*SOURCE TEXT*:
This is very much in @AaronBallman 's range here, particularly with the C stuff. I don't see anything of question, so it is just a matter of whether he thinks this is a good idea. he's supposed to come back any day now (maybe next week?) so please ping him in another week+ if you don't hear from him.

philnik777 · 2025-09-30T13:17:22Z

For reference, this was #158626 before.

ojhunt · 2025-10-09T05:16:19Z

clang/test/Sema/format-strings-nonnull.c

+
+    vsscanf(buf, NULL, ap);
+    // expected-warning@-1{{null passed to a callee that requires a non-null argument}}
+}


smallest nit: newline

ojhunt · 2025-10-09T05:21:40Z

clang/lib/Sema/SemaDecl.cpp


+    SmallVector<int, 4> Indxs;
+    if (Context.BuiltinInfo.isNonNull(BuiltinID, Indxs) &&
+        !FD->hasAttr<NonNullAttr>()) {


Shouldn't the hasAttr<NonNullAttr>() check be per parameter?

This reads as if

__attribute__((nonnull)) void printf(const char*, ...)

Would not get the attribute annotation, and similarly

void printf(const char* __attribute__((nonnull)), ...)

would have the attribute added again?

*SHORT EXERCISE A*:
Can you lay out the listing of labeled points as a two-column CSV with the columns "query" and "result", one row per request? Put each request's text and its answer in their own quoted fields, turn any line breaks into spaces, and leave the pictures out.
The code review thread and the listing are unrelated material.

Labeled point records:

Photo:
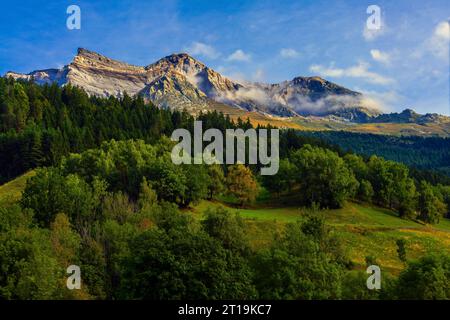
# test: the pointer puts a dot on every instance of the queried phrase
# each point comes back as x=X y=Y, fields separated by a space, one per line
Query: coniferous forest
x=104 y=195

*SHORT EXERCISE B*:
Please answer these questions on the code review thread, one per line:
(i) What number did philnik777 say this change had before?
(ii) What does ojhunt call the "smallest nit" in the format-strings-nonnull.c test?
(iii) Which check does ojhunt ask about making per parameter?

*OUTPUT A*:
query,result
"Photo: # test: the pointer puts a dot on every instance of the queried phrase # each point comes back as x=X y=Y, fields separated by a space, one per line Query: coniferous forest","x=104 y=195"

*OUTPUT B*:
(i) #158626
(ii) A newline
(iii) The hasAttr<NonNullAttr>() check